### Text ###
We like it, never enough time to drive it though.


----------



## IPLOWSNO (Oct 11, 2008)

oh i forgot to tell yeah, that part, i am lazy and cold when i plow, and seeing it can be 2 feet deep that was the reason for the vee,i want it done fast lol

screw that bar it doesn't do enough to warrant my time to make it easy, i keep it staight for the most part and push huge volumes where i want it and angle at the end to make it clean, my quad is wider than the vee also .

if your only doing sidewalks yea i guess it would work but hands don't work when theyre cold good luck,


thats to funny we all have old cars


----------



## MRadke (Sep 25, 2009)

IPLOWSNO;913787 said:


> oh i forgot to tell yeah, that part, i am lazy and cold when i plow, and seeing it can be 2 feet deep that was the reason for the vee,i want it done fast lol
> 
> screw that bar it doesn't do enough to warrant my time to make it easy, i keep it staight for the most part and push huge volumes where i want it and angle at the end to make it clean, my quad is wider than the vee also .
> 
> ...


Last week I was out for 7 1/2 hours when we got 14 inches of dense snow overnight. I'm hoping to be able to use the scoop and vee functions to clean up a mess like that a little faster. If it doesn't function better than my straight blade, I'll pedal it.

So what kind of old car do you have?


----------



## IPLOWSNO (Oct 11, 2008)

seriously, it's a hassle for what ya get out of it, remember the function of the v when in scoop. i have a 3000# winch and it strains, and the time just getting it done to begin with, for deep storms i take a little off the top and do it again,

ive literally pulled out of my garage 5' and moving is no longer an option, once you get wiggle room your ok , if you were willing to fabricate, i would say make it bigger and stronger imo, then it might be worth it,

heres my car, i just finished painting her last summer so now i am looking at engine options,


----------



## MRadke (Sep 25, 2009)
### Material ###
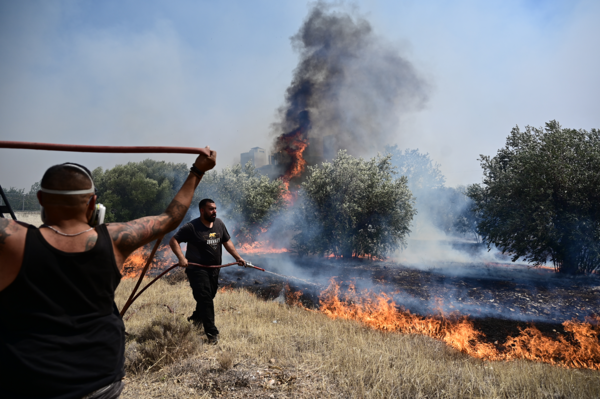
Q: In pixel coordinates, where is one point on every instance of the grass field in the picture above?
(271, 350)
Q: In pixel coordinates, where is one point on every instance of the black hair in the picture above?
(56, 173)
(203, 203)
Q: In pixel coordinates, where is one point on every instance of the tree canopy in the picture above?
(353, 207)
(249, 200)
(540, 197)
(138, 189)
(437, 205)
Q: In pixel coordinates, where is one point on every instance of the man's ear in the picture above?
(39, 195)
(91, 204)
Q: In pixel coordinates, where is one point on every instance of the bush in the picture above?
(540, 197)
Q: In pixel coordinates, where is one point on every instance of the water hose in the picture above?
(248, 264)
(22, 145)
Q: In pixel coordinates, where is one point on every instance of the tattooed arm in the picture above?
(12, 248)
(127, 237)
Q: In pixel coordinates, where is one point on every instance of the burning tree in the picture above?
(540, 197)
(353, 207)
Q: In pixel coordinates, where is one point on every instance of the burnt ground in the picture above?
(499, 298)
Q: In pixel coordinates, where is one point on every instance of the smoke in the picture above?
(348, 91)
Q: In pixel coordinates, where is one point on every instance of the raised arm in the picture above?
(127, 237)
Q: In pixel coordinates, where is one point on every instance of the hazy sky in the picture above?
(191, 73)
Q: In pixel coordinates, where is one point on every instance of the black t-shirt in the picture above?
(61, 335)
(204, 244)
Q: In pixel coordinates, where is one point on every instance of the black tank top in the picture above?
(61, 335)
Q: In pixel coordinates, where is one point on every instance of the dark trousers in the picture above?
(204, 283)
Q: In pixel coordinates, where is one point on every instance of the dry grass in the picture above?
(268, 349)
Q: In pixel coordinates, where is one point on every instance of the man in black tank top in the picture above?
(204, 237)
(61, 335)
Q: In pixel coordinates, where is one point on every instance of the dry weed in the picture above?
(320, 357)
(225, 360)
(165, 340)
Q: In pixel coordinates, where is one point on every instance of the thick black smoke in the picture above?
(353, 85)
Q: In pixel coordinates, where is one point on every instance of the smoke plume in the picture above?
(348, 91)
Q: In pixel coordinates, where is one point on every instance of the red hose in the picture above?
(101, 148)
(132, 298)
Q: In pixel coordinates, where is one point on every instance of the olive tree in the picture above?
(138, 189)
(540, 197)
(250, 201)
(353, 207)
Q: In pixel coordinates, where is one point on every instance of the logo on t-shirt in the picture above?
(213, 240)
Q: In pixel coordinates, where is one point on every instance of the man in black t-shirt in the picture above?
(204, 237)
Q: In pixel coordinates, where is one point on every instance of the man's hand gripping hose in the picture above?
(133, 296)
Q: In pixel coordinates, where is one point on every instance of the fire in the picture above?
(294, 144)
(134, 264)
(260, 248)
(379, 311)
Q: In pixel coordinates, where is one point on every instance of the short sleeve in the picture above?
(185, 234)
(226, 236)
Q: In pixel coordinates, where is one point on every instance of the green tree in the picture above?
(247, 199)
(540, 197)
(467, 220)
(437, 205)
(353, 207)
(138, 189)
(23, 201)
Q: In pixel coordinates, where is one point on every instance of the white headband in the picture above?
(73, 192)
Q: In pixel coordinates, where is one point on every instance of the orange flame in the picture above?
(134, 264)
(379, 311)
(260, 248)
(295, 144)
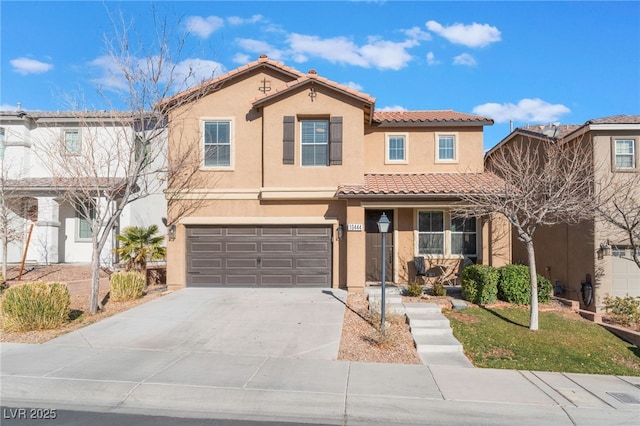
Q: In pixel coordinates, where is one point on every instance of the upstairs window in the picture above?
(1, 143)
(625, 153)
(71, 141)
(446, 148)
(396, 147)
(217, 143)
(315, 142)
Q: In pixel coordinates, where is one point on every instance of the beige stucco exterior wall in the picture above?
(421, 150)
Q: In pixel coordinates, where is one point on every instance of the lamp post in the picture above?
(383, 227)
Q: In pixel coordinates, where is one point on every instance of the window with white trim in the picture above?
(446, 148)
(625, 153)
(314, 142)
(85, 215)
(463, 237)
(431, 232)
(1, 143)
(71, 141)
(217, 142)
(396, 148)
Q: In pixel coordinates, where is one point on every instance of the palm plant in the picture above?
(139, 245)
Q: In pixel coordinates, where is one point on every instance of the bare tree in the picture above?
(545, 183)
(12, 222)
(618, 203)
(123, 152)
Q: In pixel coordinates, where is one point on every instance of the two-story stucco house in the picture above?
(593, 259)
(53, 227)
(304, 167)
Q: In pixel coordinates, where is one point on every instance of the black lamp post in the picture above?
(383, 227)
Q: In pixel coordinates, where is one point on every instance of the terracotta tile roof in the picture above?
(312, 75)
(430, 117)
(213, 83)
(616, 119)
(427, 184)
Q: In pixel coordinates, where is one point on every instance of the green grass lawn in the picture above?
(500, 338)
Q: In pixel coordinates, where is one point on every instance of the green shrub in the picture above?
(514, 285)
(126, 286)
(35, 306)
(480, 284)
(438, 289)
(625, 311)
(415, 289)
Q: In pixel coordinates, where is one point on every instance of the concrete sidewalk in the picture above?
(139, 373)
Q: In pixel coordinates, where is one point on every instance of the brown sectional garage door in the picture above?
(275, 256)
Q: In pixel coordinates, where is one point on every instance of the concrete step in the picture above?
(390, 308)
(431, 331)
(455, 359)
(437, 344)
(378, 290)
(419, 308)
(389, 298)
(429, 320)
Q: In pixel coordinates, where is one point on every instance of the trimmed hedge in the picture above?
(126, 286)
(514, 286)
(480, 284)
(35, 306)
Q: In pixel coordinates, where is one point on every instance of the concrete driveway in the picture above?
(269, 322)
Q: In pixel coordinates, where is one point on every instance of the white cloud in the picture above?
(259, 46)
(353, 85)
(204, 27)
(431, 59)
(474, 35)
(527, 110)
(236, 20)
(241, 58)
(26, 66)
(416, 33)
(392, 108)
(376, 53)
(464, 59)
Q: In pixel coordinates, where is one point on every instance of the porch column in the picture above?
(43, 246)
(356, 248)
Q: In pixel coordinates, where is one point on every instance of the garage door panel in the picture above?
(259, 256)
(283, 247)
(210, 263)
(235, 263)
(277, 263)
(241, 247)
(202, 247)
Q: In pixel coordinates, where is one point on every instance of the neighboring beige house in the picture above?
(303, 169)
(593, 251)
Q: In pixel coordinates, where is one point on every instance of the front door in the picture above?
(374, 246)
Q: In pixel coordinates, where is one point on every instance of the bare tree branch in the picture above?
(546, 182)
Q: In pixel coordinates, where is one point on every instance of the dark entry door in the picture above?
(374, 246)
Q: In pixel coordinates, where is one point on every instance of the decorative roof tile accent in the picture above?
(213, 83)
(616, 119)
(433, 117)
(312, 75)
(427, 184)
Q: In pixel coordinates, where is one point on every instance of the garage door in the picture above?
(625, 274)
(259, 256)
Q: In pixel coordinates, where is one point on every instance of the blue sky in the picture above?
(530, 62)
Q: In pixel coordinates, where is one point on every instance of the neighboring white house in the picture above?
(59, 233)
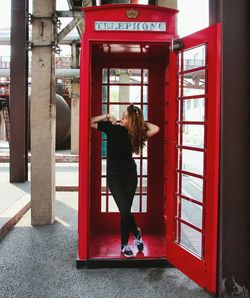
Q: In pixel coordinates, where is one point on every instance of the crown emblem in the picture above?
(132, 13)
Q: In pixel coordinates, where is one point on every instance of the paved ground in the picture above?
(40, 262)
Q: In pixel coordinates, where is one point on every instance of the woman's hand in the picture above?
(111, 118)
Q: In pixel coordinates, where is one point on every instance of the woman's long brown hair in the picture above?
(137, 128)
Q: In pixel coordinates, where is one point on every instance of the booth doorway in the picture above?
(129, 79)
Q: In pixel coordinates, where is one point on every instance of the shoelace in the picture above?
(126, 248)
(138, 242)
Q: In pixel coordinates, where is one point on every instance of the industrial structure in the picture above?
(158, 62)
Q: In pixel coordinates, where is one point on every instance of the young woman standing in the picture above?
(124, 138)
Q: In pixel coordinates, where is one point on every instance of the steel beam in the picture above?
###
▶ _List of tasks_
(A) In the snow plowing thread, what size winch does IPLOWSNO say strains when the vee is in scoop?
(B) In the snow plowing thread, reproduce the passage from "Last week I" to "do you have?", substituting "wet" for "dense".
(C) Resume the snow plowing thread from the point at which it ends.

▶ _In response_
(A) A 3000# winch.

(B)
Last week I was out for 7 1/2 hours when we got 14 inches of wet snow overnight. I'm hoping to be able to use the scoop and vee functions to clean up a mess like that a little faster. If it doesn't function better than my straight blade, I'll pedal it.

So what kind of old car do you have?

(C)
Car looks good. What year is it?

I should get a good opportunity to test the vee soon. Depending on how the storm tracks, we stand to get nailed on Christmas Eve.


----------



## IPLOWSNO (Oct 11, 2008)

thanks she is a 75, we need some rideable snow, i'd rather ride than plow lol good luck with your snow, and merry christmas


----------



## MRadke (Sep 25, 2009)

I just did my first push with the vee blade in wet, heavy, crusted over snow that we got last night. It wasn't real deep, but it was the type of snot that would give the straight blade fits on sidewalks. I wish I would have gotten one of these years ago. The vee cleans down to concrete on sidewalks where the straight blade would ride up and the scoop position really speeds up clearing parking lots. It was a good enough experience that I'm going to invest a little time into fabbing a better adjustment system for the wings.


----------



## 50chevtrk (Oct 30, 2009)

heres mine still workin on it 2 years so far


----------



## 50chevtrk (Oct 30, 2009)

didn't take pic ?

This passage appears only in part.